Object position labeling entries:

------------------------------------------------

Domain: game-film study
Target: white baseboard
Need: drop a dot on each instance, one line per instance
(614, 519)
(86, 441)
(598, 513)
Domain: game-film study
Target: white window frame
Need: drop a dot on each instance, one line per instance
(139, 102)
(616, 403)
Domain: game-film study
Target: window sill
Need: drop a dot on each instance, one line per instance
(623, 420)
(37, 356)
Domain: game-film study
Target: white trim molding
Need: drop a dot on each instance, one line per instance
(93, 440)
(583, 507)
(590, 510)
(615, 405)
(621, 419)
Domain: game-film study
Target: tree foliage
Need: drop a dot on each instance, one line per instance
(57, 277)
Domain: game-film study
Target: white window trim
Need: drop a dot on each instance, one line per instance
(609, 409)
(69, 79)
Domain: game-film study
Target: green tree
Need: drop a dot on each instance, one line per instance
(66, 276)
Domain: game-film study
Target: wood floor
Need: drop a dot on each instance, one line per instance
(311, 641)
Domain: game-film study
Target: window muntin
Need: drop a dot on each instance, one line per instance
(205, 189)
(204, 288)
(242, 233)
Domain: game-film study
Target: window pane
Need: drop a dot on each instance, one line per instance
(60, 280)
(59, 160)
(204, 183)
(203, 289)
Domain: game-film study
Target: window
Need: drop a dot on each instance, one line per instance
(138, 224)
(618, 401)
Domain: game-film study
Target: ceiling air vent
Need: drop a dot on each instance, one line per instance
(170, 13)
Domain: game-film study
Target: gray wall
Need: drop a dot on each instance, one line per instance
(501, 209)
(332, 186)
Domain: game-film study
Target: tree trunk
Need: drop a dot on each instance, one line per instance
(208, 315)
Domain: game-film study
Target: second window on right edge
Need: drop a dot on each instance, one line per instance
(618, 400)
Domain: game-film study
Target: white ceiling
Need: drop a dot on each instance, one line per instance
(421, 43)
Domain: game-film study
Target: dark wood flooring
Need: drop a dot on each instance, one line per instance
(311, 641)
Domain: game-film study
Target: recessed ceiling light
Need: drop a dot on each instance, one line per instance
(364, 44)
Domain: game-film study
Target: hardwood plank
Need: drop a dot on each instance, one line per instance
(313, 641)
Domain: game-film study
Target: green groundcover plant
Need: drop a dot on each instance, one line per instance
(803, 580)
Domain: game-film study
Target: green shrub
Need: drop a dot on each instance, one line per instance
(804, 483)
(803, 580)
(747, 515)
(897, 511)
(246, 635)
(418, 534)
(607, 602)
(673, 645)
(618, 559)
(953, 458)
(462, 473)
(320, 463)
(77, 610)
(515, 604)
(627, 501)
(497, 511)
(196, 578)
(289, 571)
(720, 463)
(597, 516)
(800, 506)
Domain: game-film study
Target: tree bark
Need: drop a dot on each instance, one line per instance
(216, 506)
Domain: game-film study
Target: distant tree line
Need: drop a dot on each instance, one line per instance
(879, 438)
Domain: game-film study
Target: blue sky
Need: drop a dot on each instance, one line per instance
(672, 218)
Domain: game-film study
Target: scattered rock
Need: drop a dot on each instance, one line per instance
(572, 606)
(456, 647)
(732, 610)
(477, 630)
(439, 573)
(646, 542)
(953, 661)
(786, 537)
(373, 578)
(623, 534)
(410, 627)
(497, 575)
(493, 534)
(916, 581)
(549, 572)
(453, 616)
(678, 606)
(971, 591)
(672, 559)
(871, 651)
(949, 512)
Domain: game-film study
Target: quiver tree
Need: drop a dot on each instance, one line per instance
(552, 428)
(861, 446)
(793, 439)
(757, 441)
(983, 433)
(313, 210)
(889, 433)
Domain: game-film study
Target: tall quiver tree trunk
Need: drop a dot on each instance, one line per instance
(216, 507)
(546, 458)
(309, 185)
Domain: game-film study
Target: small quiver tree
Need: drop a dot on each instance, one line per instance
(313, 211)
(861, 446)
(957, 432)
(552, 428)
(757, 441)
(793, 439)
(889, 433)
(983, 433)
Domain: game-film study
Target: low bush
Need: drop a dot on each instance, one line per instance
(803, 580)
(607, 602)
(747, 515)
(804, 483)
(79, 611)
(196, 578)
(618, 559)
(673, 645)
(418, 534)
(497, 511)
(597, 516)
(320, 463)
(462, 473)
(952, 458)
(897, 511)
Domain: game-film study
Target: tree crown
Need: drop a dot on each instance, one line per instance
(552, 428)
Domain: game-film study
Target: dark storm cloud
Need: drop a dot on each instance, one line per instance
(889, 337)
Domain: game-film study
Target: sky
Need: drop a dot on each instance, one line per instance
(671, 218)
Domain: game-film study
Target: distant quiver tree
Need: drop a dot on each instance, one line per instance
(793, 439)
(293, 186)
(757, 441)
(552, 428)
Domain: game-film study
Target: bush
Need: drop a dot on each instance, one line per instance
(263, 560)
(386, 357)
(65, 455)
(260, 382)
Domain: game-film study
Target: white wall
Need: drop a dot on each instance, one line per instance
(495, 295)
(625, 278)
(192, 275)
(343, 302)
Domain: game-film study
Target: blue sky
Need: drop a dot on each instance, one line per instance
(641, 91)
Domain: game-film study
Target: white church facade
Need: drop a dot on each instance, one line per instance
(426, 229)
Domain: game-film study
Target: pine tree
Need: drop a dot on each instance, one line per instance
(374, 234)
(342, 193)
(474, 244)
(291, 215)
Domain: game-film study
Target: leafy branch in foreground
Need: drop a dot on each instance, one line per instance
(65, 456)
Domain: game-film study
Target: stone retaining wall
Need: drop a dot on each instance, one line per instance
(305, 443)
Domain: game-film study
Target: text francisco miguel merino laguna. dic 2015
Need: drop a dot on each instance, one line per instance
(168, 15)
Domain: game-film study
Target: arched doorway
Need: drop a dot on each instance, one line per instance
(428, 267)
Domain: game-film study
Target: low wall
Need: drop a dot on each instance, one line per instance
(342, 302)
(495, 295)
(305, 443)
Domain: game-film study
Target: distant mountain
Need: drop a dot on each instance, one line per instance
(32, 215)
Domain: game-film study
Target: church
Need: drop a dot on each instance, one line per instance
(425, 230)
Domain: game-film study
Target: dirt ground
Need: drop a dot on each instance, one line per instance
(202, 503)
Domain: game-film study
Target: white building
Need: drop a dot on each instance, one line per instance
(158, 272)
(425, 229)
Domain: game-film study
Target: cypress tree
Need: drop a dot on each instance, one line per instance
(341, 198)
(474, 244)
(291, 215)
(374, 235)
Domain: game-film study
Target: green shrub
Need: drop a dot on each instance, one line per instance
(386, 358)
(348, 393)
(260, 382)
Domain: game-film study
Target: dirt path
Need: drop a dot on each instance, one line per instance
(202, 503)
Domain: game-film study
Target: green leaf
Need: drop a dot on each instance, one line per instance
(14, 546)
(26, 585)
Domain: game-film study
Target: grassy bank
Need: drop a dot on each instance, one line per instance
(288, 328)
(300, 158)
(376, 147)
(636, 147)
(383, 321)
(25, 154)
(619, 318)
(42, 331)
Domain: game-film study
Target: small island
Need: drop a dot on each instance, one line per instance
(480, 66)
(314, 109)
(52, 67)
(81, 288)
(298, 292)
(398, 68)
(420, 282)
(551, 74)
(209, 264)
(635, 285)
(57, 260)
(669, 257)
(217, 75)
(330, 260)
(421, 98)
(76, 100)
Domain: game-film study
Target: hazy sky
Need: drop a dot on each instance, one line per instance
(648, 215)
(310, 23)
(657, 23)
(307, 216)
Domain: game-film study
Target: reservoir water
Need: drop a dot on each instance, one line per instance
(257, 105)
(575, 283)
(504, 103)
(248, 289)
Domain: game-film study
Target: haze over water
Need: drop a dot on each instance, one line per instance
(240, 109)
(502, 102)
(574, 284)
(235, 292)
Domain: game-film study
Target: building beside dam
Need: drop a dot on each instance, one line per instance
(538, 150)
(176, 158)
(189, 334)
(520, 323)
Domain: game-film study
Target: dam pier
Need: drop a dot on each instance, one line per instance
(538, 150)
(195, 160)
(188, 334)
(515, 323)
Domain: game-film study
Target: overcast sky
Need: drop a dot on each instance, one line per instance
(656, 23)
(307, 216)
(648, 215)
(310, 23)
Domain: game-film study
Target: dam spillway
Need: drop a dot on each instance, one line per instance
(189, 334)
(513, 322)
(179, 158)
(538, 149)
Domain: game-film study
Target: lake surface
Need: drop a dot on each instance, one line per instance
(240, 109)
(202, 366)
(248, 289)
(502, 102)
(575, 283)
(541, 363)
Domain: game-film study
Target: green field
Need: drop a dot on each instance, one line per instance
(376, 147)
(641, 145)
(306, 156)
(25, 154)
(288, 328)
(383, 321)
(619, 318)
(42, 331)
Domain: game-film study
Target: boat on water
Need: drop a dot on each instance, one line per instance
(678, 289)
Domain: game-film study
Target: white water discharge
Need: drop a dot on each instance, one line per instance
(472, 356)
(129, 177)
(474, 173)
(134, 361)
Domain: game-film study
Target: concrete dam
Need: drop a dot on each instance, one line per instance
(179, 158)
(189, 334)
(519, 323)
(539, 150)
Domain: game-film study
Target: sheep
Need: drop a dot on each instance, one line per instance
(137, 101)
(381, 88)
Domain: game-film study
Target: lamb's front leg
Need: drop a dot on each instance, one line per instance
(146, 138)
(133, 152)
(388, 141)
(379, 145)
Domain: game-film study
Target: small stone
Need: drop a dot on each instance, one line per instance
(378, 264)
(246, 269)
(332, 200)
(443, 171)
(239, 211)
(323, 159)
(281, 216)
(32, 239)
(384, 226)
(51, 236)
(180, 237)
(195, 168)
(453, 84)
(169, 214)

------------------------------------------------

▶ _EXERCISE BRIEF_
List every line of the records that contains the word "trunk", treating uppercase and lowercase as different.

▶ _TASK OUTPUT_
Target: tree trunk
Target: tall quiver tree trunk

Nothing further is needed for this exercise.